--- Begin RECORD LIST ---

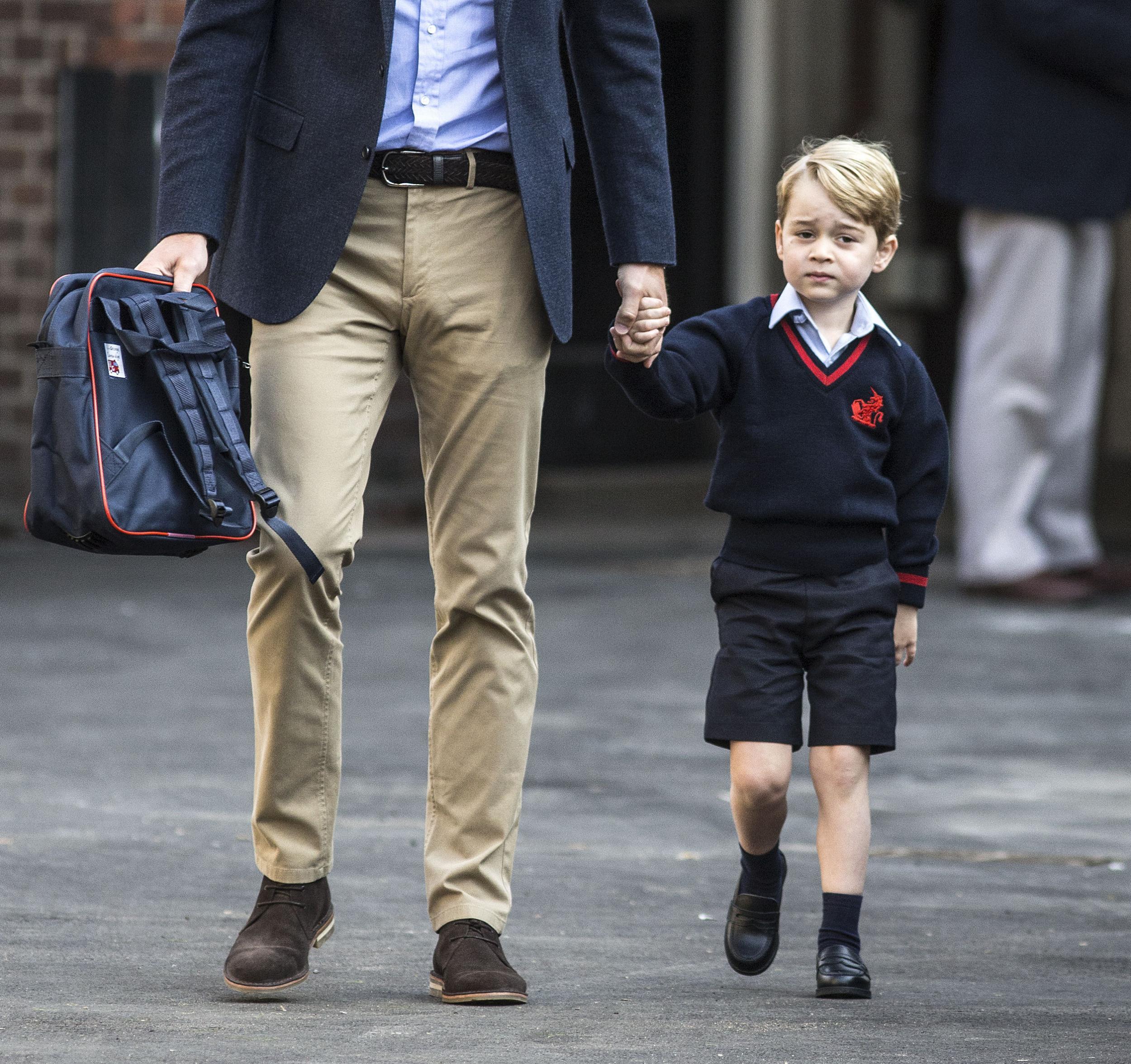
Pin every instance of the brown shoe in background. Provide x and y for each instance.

--- End RECORD LIST ---
--- Begin RECORD LIST ---

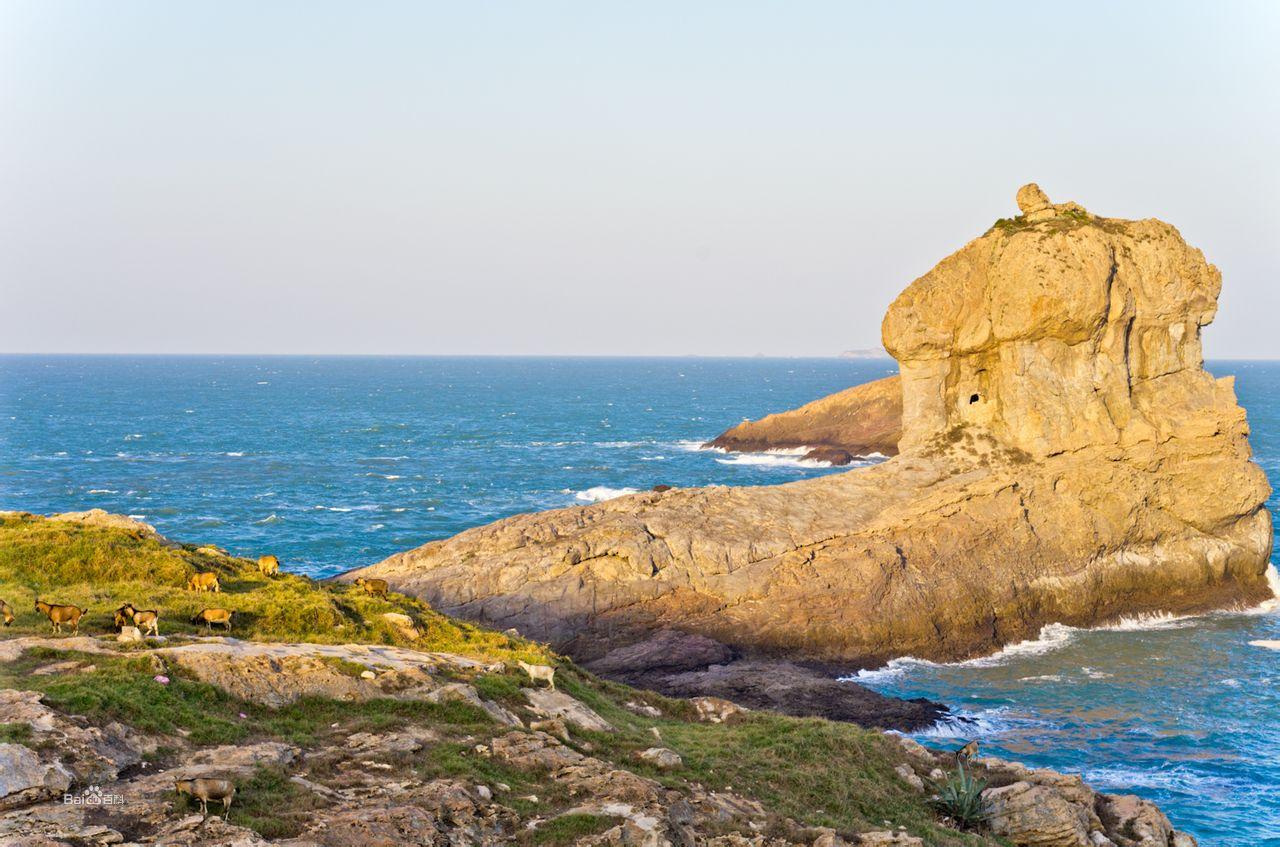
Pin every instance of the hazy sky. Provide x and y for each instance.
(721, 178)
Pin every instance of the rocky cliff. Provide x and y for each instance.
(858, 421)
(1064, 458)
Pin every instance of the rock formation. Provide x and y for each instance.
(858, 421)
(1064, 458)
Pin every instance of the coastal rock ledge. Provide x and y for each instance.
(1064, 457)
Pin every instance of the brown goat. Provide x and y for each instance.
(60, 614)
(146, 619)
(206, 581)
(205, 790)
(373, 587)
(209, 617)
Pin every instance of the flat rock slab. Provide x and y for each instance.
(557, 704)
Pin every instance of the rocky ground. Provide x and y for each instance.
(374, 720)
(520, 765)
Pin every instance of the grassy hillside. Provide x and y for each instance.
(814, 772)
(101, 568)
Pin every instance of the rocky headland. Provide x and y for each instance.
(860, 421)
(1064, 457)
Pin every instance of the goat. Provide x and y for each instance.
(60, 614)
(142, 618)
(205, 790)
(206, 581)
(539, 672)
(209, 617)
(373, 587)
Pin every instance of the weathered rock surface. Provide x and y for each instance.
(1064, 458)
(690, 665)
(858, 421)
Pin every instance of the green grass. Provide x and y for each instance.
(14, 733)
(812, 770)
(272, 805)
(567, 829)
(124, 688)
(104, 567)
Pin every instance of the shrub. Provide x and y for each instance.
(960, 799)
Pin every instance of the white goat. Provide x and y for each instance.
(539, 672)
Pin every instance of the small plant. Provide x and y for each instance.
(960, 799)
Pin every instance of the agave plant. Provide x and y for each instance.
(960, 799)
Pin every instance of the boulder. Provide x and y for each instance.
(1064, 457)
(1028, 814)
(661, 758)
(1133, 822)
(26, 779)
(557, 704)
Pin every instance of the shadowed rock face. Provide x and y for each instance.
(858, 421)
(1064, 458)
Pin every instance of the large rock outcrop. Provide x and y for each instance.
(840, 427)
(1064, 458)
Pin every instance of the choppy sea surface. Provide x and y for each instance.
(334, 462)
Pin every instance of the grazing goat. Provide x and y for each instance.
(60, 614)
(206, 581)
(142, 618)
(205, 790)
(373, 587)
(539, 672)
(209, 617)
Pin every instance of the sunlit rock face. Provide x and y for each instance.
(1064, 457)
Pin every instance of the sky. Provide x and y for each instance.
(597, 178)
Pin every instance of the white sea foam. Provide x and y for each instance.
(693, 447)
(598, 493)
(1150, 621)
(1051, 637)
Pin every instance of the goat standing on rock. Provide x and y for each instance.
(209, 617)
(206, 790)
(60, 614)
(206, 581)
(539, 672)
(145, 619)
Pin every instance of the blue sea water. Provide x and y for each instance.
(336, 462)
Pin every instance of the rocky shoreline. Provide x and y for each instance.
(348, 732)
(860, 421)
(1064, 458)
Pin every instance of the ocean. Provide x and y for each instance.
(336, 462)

--- End RECORD LIST ---

## THE REQUEST
Find every line in the data above that contains the string "white", with case counting, and copy each of those lines.

## CORRECT OUTPUT
Pin every instance of the white goat. Provide x and y for each instance.
Pin every instance of the white sea foam. Provide x and y for each instance.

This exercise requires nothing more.